Problem statement » Transcribe the listing exactly; drop the images.

Material for the task »
##############################
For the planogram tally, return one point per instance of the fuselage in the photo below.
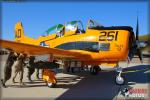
(103, 44)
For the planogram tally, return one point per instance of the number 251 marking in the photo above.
(109, 36)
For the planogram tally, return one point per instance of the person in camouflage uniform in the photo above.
(8, 67)
(31, 68)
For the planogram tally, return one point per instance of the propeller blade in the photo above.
(137, 30)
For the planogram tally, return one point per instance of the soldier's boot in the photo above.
(3, 83)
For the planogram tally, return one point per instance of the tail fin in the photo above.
(19, 31)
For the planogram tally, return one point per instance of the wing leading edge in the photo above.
(37, 50)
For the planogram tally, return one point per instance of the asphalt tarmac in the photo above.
(83, 85)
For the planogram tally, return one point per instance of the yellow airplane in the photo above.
(97, 46)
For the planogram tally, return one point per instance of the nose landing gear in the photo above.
(119, 79)
(94, 70)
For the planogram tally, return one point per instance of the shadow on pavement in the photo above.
(102, 86)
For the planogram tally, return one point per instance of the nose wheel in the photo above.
(94, 70)
(119, 79)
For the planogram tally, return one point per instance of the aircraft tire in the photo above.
(51, 85)
(94, 70)
(119, 80)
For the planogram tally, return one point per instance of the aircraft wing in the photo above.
(37, 50)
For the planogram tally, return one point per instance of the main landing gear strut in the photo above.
(119, 79)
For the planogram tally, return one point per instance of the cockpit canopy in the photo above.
(92, 23)
(74, 26)
(54, 29)
(71, 27)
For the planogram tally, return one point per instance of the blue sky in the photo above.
(37, 17)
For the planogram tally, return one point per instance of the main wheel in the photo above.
(119, 80)
(51, 85)
(94, 70)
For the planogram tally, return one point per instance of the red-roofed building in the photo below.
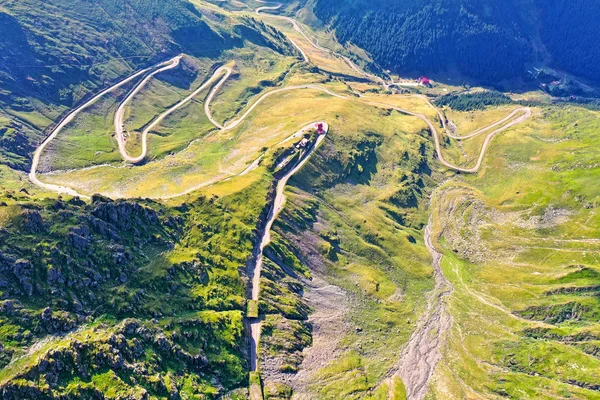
(424, 81)
(320, 128)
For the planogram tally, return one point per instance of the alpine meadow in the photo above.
(304, 199)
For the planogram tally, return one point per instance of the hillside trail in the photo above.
(276, 208)
(423, 351)
(224, 73)
(419, 358)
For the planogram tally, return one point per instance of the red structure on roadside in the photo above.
(424, 81)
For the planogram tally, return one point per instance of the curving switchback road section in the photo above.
(420, 357)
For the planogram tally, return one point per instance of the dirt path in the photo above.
(38, 152)
(119, 123)
(266, 238)
(423, 351)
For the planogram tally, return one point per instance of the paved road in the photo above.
(266, 238)
(38, 152)
(422, 352)
(119, 123)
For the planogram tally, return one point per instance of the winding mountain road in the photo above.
(423, 350)
(276, 208)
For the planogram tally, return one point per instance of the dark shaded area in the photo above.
(485, 40)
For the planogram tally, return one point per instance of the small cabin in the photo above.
(320, 128)
(302, 144)
(425, 81)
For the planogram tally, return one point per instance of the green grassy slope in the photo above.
(116, 298)
(521, 248)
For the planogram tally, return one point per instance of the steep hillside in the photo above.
(484, 40)
(54, 54)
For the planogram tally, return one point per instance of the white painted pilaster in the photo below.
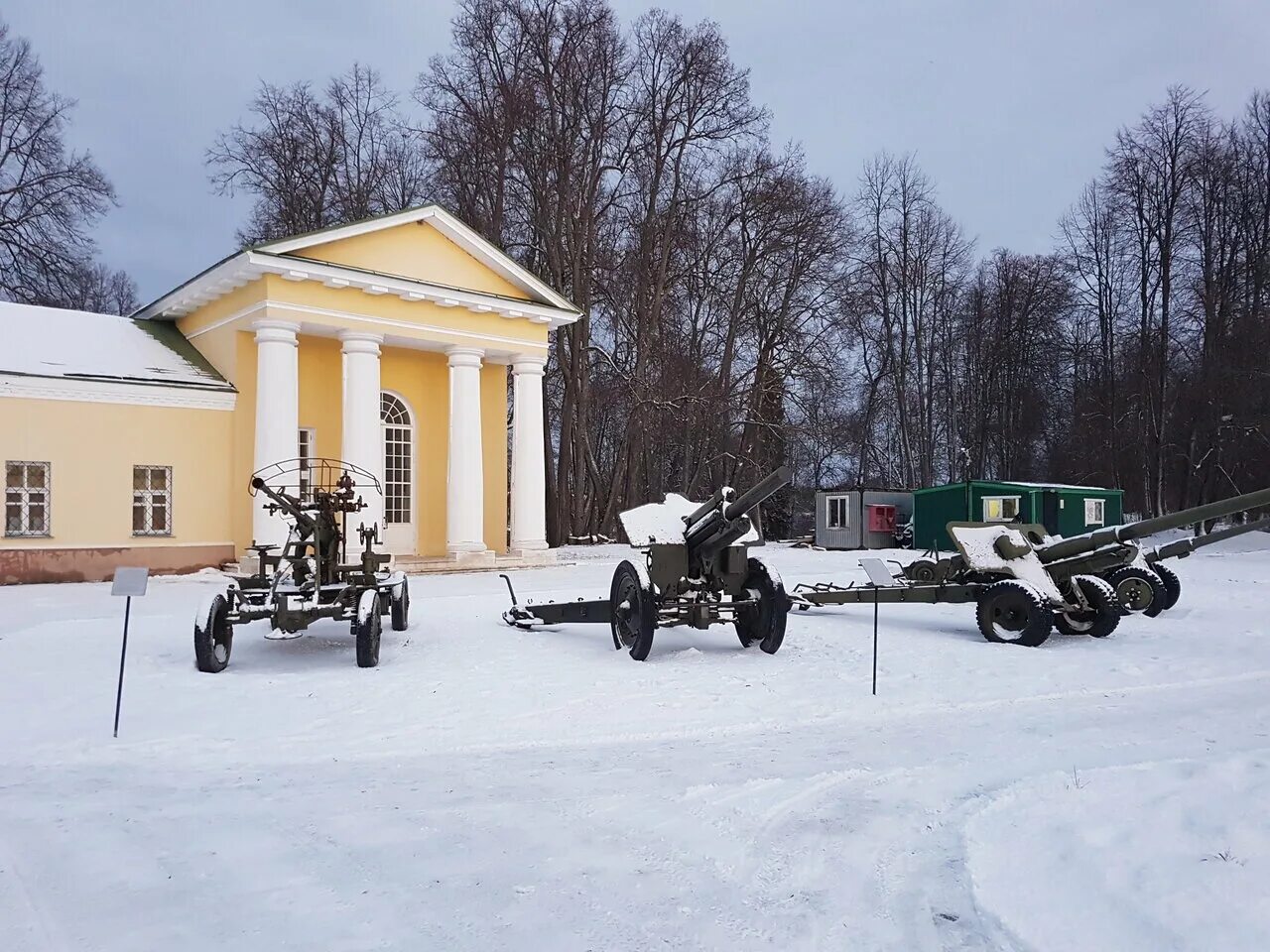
(362, 434)
(529, 462)
(277, 413)
(465, 485)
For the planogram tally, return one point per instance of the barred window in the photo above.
(27, 499)
(307, 457)
(1095, 512)
(398, 460)
(151, 500)
(838, 515)
(1000, 508)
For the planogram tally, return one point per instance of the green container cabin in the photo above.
(1064, 511)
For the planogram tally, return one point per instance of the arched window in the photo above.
(398, 458)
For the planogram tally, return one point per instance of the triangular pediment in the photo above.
(423, 244)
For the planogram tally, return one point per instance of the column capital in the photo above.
(354, 341)
(276, 331)
(465, 356)
(530, 365)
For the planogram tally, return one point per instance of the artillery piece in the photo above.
(698, 571)
(1141, 583)
(310, 578)
(1025, 583)
(1017, 602)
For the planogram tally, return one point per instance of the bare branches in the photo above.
(317, 162)
(49, 195)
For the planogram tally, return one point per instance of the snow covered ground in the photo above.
(488, 788)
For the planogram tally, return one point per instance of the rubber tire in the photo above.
(400, 607)
(1100, 621)
(366, 629)
(211, 631)
(921, 570)
(1016, 598)
(631, 584)
(765, 624)
(1133, 574)
(1173, 589)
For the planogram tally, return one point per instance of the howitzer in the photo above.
(697, 571)
(1025, 581)
(1109, 553)
(308, 579)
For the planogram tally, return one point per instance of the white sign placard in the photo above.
(878, 572)
(130, 581)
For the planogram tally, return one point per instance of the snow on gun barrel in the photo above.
(698, 572)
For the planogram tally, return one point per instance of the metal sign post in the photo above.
(879, 576)
(127, 583)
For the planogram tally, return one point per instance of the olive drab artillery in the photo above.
(698, 571)
(1141, 581)
(1025, 584)
(310, 578)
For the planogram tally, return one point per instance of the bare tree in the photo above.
(317, 162)
(50, 197)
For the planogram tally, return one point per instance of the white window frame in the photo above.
(22, 497)
(148, 497)
(844, 512)
(1101, 506)
(1002, 500)
(305, 442)
(399, 467)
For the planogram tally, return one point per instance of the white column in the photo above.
(362, 434)
(277, 413)
(529, 462)
(465, 485)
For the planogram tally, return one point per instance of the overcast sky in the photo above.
(1008, 104)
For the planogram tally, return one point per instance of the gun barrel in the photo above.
(770, 485)
(1111, 535)
(281, 500)
(702, 511)
(1183, 547)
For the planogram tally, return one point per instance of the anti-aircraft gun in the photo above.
(312, 576)
(698, 571)
(1141, 583)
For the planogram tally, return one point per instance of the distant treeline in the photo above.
(743, 312)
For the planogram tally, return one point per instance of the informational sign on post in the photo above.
(879, 578)
(128, 583)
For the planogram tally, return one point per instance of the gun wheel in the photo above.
(366, 629)
(213, 635)
(633, 611)
(1012, 612)
(400, 606)
(1173, 589)
(1102, 615)
(1138, 590)
(763, 622)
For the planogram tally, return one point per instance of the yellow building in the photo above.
(388, 343)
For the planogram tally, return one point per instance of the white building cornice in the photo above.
(250, 266)
(103, 391)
##############################
Written reply »
For the planogram tally, return one point per instance of the fuselage in the photo below.
(103, 44)
For the planogram tally, return one point per instance of the number 251 marking in the photo above.
(109, 36)
For the planogram tally, return one point per instance of the person in camouflage uniform in the photo above.
(8, 67)
(31, 68)
For the planogram tally, return one point per instance of the propeller blade in the photo above.
(137, 30)
For the planogram tally, return one point per instance of the soldier's boot in the photo above.
(3, 83)
For the planogram tally, return one point per instance of the tail fin in the photo above.
(19, 31)
For the planogram tally, return one point per instance of the wing leading edge in the photo above.
(37, 50)
For the planogram tally, return one point per instance of the asphalt tarmac in the photo above.
(83, 85)
For the planogram tally, return one point per instance of the yellow airplane in the photo above.
(97, 46)
For the planogram tally, return one point per instance of the nose landing gear in the photo above.
(119, 79)
(94, 70)
For the planogram tally, return one point per instance of the shadow on pavement in the photo above.
(102, 86)
For the planogram tally, return one point per instance of the nose wheel in the photo above.
(94, 70)
(119, 79)
For the planogram tally, return one point per instance of the aircraft tire in the photo above.
(51, 85)
(94, 70)
(119, 80)
For the planogram tally, return one point per instance of the aircraft wing in the photo above.
(37, 50)
For the planogram tally, return one point per instance of the main landing gear strut in the photo above.
(119, 79)
For the planogram tally, return one point per instance of the cockpit canopy in the photo above.
(92, 23)
(74, 26)
(54, 29)
(71, 27)
For the planogram tally, return one point per instance of the blue sky in the photo above.
(37, 17)
For the planogram tally, return one point per instance of the main wheel in the photo above.
(119, 80)
(51, 85)
(94, 70)
For the planogram tally, return one point per instance of the red-roofed building in the photo below.
(424, 81)
(320, 128)
For the planogram tally, return one point per instance of the alpine meadow in the photo above.
(304, 199)
For the planogram tally, return one point per instance of the hillside trail in the photo above.
(276, 208)
(423, 351)
(224, 73)
(419, 358)
For the planogram tally, return one point per instance of the red structure on roadside in the photo above.
(424, 81)
For the planogram tally, return one point per instance of the curving switchback road section in the photo above.
(420, 357)
For the planogram tally, return one point per instance of the dirt path in the photo above.
(38, 152)
(119, 123)
(266, 238)
(423, 351)
For the planogram tally, return one point per instance of the paved road in the photo above.
(266, 238)
(38, 152)
(422, 352)
(119, 123)
For the planogram tally, return one point per instance of the winding mountain road in the photo above.
(423, 350)
(276, 208)
For the planogram tally, return one point per instance of the dark shaded area in the photo above.
(485, 40)
For the planogram tally, return one point per instance of the small cabin in the photo above.
(320, 128)
(302, 144)
(425, 81)
For the planogram tally, return one point per instance of the green grassy slope in the photo above.
(116, 298)
(521, 248)
For the planogram tally, return one point per instance of the steep hillside in the photo above.
(484, 40)
(54, 54)
For the planogram tally, return one point per instance of the white painted pilaster in the photo below.
(362, 434)
(529, 462)
(277, 413)
(465, 485)
For the planogram tally, return one point per instance of the barred window in the photo above.
(27, 499)
(307, 457)
(1095, 512)
(398, 460)
(151, 500)
(838, 515)
(1000, 508)
For the planogram tally, return one point per instance of the green container cabin in the photo above.
(1064, 511)
For the planogram tally, return one point per instance of the arched window in the photo above.
(398, 458)
For the planogram tally, return one point per instance of the triangular pediment in the photo above.
(423, 244)
For the planogram tally, return one point per instance of the column capital in the photo above.
(354, 341)
(276, 331)
(465, 356)
(530, 365)
For the planogram tally, return one point per instance of the artillery piece in the photo above.
(698, 571)
(1141, 583)
(310, 578)
(1025, 583)
(1017, 602)
For the planogram tally, return one point per instance of the bare branches in the photo above.
(317, 162)
(49, 195)
For the planogram tally, return one point per instance of the snow covered ground in the photo above.
(488, 788)
For the planogram tally, return one point per instance of the rubber tire in the photo above.
(400, 607)
(1100, 621)
(366, 629)
(211, 631)
(921, 570)
(1016, 598)
(631, 584)
(765, 624)
(1133, 574)
(1173, 589)
For the planogram tally, return one point per instance of the howitzer in the photo above.
(697, 571)
(1025, 581)
(1109, 553)
(308, 579)
For the planogram tally, return one point per instance of the white sign placard in the photo above.
(878, 572)
(130, 581)
For the planogram tally, return one point per instance of the snow on gun barrel in the photo above.
(698, 572)
For the planogram tally, return one point per instance of the metal sign post in the photo above.
(879, 576)
(127, 583)
For the planogram tally, return one point per instance of the olive drab artillery in the photo above.
(698, 571)
(1141, 581)
(1025, 584)
(310, 578)
For the planogram tally, return one point per instance of the bare tree in the photo above.
(317, 162)
(50, 197)
For the planogram tally, return one point per instance of the white window frame in the photo above.
(22, 497)
(148, 497)
(844, 512)
(1101, 506)
(1002, 500)
(305, 442)
(399, 467)
For the planogram tally, return one point per instance of the white column in the photo above.
(362, 434)
(277, 413)
(529, 462)
(465, 485)
For the planogram tally, return one point per instance of the overcast sky in the photo above.
(1008, 104)
For the planogram tally, return one point per instance of the gun barrel in the photo above.
(770, 485)
(1111, 535)
(281, 500)
(702, 511)
(1183, 547)
For the planogram tally, return one point per instance of the anti-aircraft gun in the photo above.
(312, 576)
(698, 571)
(1141, 583)
For the planogram tally, return one point per instance of the distant treeline in the photo above.
(743, 312)
For the planogram tally, return one point per instance of the informational sign on post in the photo above.
(879, 578)
(128, 583)
For the planogram tally, return one point per instance of the gun wheel in the photo above.
(366, 629)
(213, 635)
(633, 611)
(1012, 612)
(400, 606)
(1173, 589)
(1102, 615)
(1138, 590)
(763, 622)
For the planogram tally, return one point per instance of the yellow building in the photo above.
(388, 343)
For the planogram tally, return one point per instance of the white building cornice in the photo above.
(250, 266)
(103, 391)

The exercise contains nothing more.